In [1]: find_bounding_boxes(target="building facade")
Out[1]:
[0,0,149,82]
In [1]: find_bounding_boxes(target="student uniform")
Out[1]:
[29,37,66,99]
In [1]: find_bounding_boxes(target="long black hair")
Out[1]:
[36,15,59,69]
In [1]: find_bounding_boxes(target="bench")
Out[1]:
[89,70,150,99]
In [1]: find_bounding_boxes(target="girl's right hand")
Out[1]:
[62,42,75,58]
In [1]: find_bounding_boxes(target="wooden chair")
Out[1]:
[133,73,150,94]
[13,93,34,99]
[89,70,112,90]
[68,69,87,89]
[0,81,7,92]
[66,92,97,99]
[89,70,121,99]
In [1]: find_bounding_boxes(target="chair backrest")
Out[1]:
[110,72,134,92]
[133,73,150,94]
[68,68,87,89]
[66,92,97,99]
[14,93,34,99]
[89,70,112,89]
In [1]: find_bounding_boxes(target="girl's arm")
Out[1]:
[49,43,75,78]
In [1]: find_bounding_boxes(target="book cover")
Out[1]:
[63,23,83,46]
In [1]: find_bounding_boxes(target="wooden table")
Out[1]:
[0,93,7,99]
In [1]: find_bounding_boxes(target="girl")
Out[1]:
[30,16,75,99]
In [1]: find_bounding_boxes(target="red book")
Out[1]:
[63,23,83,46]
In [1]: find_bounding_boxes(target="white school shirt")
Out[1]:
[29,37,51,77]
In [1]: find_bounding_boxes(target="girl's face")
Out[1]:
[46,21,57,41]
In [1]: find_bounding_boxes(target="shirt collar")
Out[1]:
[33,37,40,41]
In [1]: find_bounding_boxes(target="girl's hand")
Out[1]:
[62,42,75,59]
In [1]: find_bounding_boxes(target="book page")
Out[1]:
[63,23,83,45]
■ ■ ■ ■ ■
**Objective**
Write out the rows above again, swapping every "wooden" for "oak" and leaving everything else unchanged.

**Written reply**
In [1]: find_bounding_boxes(target="building facade")
Out[1]:
[0,0,149,82]
In [1]: find_bounding_boxes(target="student uniform")
Out[1]:
[29,37,66,99]
In [1]: find_bounding_boxes(target="long black hair")
Out[1]:
[36,15,59,69]
In [1]: find_bounding_boxes(target="bench")
Out[1]:
[89,70,150,99]
In [1]: find_bounding_boxes(target="girl's right hand")
Out[1]:
[62,42,75,58]
In [1]: find_bounding_boxes(target="oak chair")
Out[1]:
[133,73,150,94]
[13,93,34,99]
[89,70,112,90]
[68,69,87,89]
[0,81,7,92]
[66,92,97,99]
[89,70,121,99]
In [1]: find_bounding_boxes(target="chair backrest")
Out[1]:
[110,72,134,92]
[133,73,150,94]
[68,68,87,89]
[66,92,97,99]
[14,93,34,99]
[89,70,112,89]
In [1]: find_bounding_boxes(target="girl's arm")
Out[1]:
[49,43,75,78]
In [1]: find_bounding_boxes(target="book cover")
Out[1]:
[63,23,83,46]
In [1]: find_bounding_boxes(target="oak table")
Out[1]:
[0,93,7,99]
In [1]: find_bounding_boxes(target="girl")
Out[1]:
[30,16,75,99]
In [1]: find_bounding_boxes(target="red book")
Out[1]:
[63,23,83,46]
In [1]: find_bounding_boxes(target="white school shirt")
Out[1]:
[29,37,51,77]
In [1]: find_bounding_boxes(target="girl's face")
Out[1]:
[46,21,57,41]
In [1]: find_bounding_boxes(target="shirt collar")
Out[1]:
[33,37,40,41]
In [1]: find_bounding_boxes(target="girl's hand")
Out[1]:
[62,42,75,59]
In [1]: find_bounding_boxes(target="book page")
Out[1]:
[63,23,83,45]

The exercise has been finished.